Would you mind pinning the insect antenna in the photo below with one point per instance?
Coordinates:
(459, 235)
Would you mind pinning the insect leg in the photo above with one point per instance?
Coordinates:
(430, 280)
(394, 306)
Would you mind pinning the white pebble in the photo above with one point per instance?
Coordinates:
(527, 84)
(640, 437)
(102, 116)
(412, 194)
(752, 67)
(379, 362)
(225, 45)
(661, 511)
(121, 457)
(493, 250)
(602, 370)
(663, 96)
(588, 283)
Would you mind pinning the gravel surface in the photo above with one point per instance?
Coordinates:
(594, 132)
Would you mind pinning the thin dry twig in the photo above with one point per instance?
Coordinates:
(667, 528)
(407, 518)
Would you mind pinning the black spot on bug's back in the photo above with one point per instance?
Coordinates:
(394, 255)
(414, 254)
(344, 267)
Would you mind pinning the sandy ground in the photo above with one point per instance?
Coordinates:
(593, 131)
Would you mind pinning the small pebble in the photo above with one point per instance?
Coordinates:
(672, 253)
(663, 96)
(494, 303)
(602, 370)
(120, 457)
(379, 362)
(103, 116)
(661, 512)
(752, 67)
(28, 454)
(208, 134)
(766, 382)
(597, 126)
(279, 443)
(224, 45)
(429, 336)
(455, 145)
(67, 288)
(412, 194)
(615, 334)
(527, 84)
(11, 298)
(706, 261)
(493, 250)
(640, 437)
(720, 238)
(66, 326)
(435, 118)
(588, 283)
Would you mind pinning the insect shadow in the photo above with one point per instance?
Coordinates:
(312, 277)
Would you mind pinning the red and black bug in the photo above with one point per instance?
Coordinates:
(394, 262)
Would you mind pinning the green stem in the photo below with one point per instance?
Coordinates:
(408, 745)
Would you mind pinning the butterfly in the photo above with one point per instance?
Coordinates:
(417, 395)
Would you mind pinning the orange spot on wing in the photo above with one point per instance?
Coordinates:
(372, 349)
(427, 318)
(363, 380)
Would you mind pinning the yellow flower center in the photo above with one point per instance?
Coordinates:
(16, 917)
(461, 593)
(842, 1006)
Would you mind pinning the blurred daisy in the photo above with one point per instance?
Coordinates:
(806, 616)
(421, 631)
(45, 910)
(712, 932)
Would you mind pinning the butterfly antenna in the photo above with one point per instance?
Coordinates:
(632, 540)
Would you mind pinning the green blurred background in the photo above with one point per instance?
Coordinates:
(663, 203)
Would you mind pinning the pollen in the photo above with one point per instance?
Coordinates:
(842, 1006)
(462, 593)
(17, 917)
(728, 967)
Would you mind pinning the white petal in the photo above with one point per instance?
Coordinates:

> _EXERCISE REQUIREMENTS_
Look for the word "butterfly" in every line of the listing and copy the lines that have it.

> _ANSWER BOX_
Would you mind pinning the butterfly in the photo above with one point per instance?
Would you mind pinning the butterfly antenna in the photo above with one point per instance?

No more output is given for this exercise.